### Directives
1. Decide whether each statement agrees with the passage on local climate action, and answer yes or no for each, quoting the deciding words from the passage. (a) The Wharf captures and reuses polluted rainwater. (b) Fairfax County replaced native plants on 10 acres of parkland with turf grass. (c) The Breewood Tributary restoration project is in Montgomery County.
2. Write the next part of the passage on local climate action, picking up after its final sentence.

### Document excerpt
※ ※ ※

But there is good news.
In the absence of federal action and leadership, local governments are tackling these challenges with innovative, nature-based solutions that mitigate damage from climate change and improve the health of our local rivers. In Montgomery County, the Breewood Tributary restoration project demonstrates a successful neighborhood collaboration with local county agencies. The project resulted in more trees, shrubs and meadow grasses along the stream bank and rain gardens and bioswales capturing runoff from roads, driveways and parking lots.
In the District, efforts are underway to generate clean water through river-friendly redevelopment, such as the Wharf, which now captures and reuses polluted rainwater to prevent it from flowing into the Washington Channel. In Northern Virginia, Fairfax County recently converted 10 acres of parkland from residential turf grass to healthier and more sustainable native plants and trees. We need more projects such as these in more locations around the region.
In addition to local government initiatives, we can all take individual actions to mitigate the effects of climate change on the area. First, we can get more green on our residential properties by planting native trees that act as nature’s filters by absorbing carbon dioxide, releasing oxygen and shading our homes and streets. Many localities even offer discounts, coupons or free trees for planting on private property.
Second, we can diminish our individual carbon footprint by investing in energy-efficient lights and appliances and by taking public transportation. These approaches also happen to be good for our pocketbooks. And, we can fight climate change by eliminating single-use plastics from the waste stream. According to the Center for International Environmental Law, if current trends continue, in 2050, the plastic life cycle will generate emissions equivalent to 615 coal-fired power plants each year. These steps will curb harmful greenhouse-gas emissions and reduce airborne pollution that end up in local waterways.

※ ※ ※

### Given data
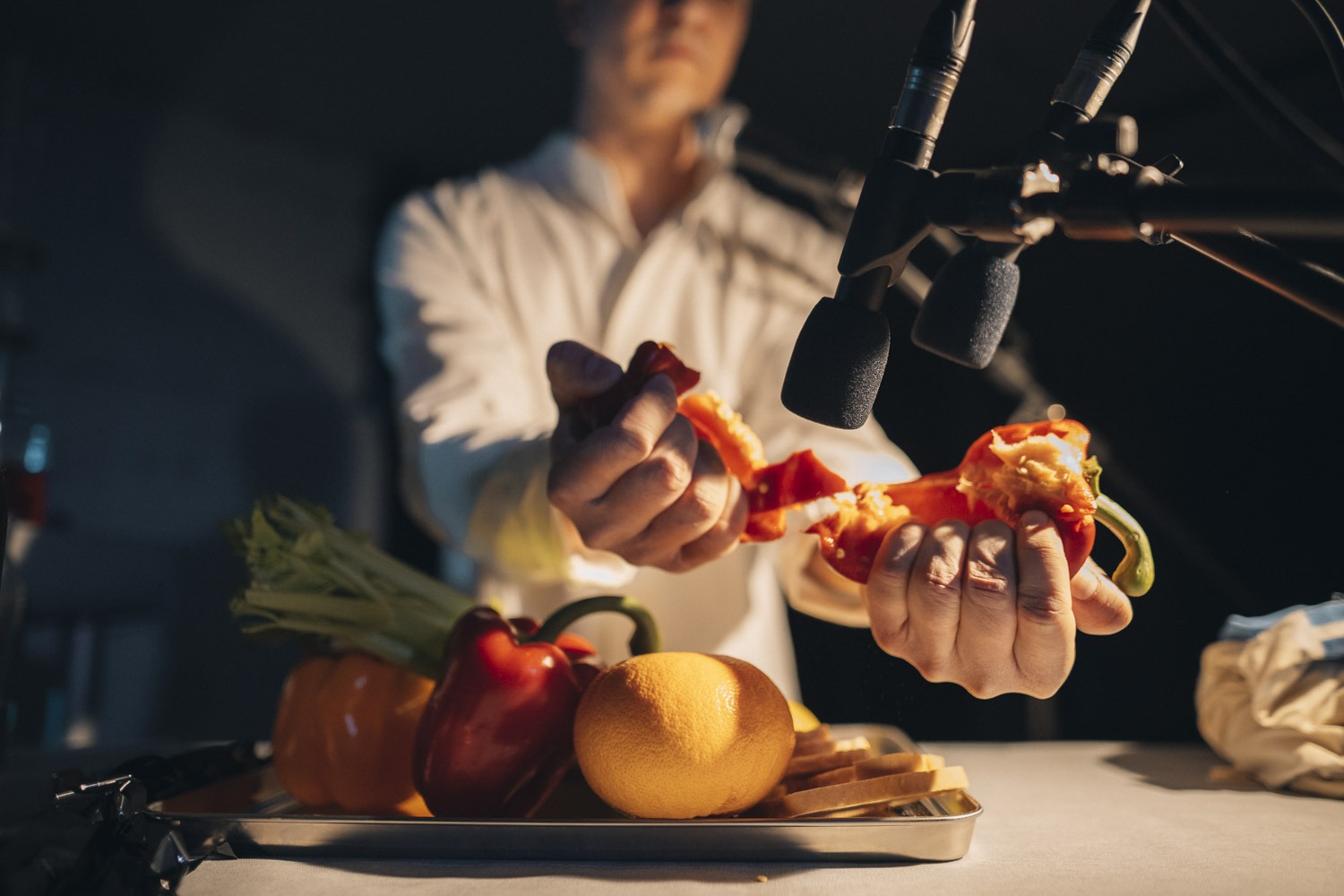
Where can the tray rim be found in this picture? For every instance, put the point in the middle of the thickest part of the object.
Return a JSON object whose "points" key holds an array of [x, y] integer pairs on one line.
{"points": [[937, 837]]}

※ ※ ※

### Answers per task
1.
(a) Yes: "the Wharf, which now captures and reuses polluted rainwater to prevent it from flowing into the Washington Channel"
(b) No: "Fairfax County recently converted 10 acres of parkland from residential turf grass to healthier and more sustainable native plants and trees"
(c) Yes: "In Montgomery County, the Breewood Tributary restoration project demonstrates a successful neighborhood collaboration with local county agencies"

2.
Finally, voting is the most important individual action we can take to address the climate crisis. In less than two months, Virginians can make a mark by voting for state legislators who support action on climate change and clean water. We need our elected officials at all levels of government to enact legislation and funding solutions to mitigate and recover from future disasters that range from localized flooding to extreme storm damage to longer heat waves. All threaten our local streams, the Potomac and everyone who lives in the region.
It is easy to equate the perils of the climate crisis with deadly hurricanes and melting ice caps, but equally important are the subtle and incremental changes that degrade our local ecosystems and the infrastructure that supports them. By understanding these changes, taking smart individual action and encouraging our elected leaders to do the same, we can stem the tide of climate change in our community and build the perfect storm of political will needed to fight its effects for years to come.